● Required actions
1/ Please render this sentence from the C-5 article into Spanish: "The huge transport jets, some more than 30 years old, are fit to fly only about 65 percent of the time."
2/ Answer these from the C-5 article:
(a) How many troops stationed in Europe and Asia does the President want to bring back to U.S. bases?
(b) What could overhauling all the Air Force's C-5s cost?
(c) In what month did the modernization program begin in Dover?

● Selected excerpt

By JAMES MERRIWEATHER
Dover Bureau reporter
08/22/2004

Steven Rall and his team are knee-deep into the wiring of the gutted cockpit of a C-5B Galaxy jet in a Dover Air Force Base hangar normally reserved for work on vintage planes.

They are trying to save the life of an aging cargo jet that remains the backbone of the Air Force's airlift command as it ferries troops, tanks and tons of supplies around the world. When it can fly, that is.

The huge transport jets, some more than 30 years old, are fit to fly only about 65 percent of the time.

Rall's job is to remedy that so the C-5 can be a reliable part of the military's growing preference for rapid deployment forces - units based in the United States that can be quickly shipped to hot spots such as Afghanistan and Iraq.

That strategy is at the heart of the force redeployment plan announced last week by President Bush. He wants to bring 70,000 troops long stationed in Europe and Asia back to U.S. bases, placing more pressure on an already stretched Air Mobility Command to move them quickly when the need arises.

"We don't have enough capability to support what we're doing around the world now, and we certainly don't have the capability to do the rapid-deployment plan that President Bush unveiled [last] week," said Sen. Tom Carper, D-Del. "How do we do that cost-effectively? Part of the answer is cost-effective airlift."

A reliable C-5 can help make that plan work because it can haul almost twice the tonnage as its replacement, the C-17 Globemaster III. It also could be cheaper.

Overhauling all the Air Force's 112 C-5s could cost $10 billion. Buying enough C-17s to replace the C-5s could cost three times as much.

The modernization program, which began in Dover in June, should cut down on trips to the repair shop, allow the C-5 to move in and out of areas with shorter runways and fly more effectively using modern satellite-based navigational systems.

The plane Rall and his team from Lockheed Martin are working on is one of three that will be completely upgraded with new electronic controls, modern computer-based equipment and more powerful engines. The upgraded planes will be tested for two years to see if it makes sense to upgrade the rest of the C-5s.

"As far as us pilots are concerned, this new technology makes our job a little easier and safer," said Capt. Ken Evans, 29, an instructor pilot at Dover Air Force Base. "It'll essentially be a new plane."

● Given entries
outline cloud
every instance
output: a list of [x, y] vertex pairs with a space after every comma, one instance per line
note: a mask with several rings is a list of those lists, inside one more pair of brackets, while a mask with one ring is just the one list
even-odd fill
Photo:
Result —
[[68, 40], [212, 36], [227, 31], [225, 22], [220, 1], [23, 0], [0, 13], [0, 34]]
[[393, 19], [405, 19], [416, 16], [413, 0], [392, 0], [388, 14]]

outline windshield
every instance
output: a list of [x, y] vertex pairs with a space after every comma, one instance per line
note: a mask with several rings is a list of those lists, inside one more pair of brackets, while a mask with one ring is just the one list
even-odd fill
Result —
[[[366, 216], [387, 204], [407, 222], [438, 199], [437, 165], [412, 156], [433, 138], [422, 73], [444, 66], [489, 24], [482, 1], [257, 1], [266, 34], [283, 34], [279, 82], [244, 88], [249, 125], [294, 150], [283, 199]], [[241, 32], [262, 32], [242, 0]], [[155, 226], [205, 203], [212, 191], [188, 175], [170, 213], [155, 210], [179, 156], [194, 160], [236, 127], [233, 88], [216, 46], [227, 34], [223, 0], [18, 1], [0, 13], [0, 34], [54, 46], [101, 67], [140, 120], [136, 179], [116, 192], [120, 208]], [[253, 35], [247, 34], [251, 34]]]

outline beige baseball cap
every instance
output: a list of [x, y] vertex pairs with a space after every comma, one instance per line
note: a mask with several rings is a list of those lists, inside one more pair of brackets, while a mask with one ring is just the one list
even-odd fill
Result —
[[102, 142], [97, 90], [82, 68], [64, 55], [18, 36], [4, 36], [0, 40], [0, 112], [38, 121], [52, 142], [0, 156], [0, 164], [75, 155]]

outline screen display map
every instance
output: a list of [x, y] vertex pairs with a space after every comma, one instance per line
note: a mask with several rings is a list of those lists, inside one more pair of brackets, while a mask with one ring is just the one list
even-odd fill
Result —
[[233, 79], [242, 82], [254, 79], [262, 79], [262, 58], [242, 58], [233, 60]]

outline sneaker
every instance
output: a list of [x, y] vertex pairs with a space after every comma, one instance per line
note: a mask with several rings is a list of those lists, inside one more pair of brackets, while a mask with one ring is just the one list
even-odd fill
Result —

● Expected outputs
1/ Los enormes aviones de transporte, algunos con más de 30 años de antigüedad, solo están en condiciones de volar alrededor del 65 por ciento del tiempo.

2/
(a) 70,000
(b) $10 billion
(c) June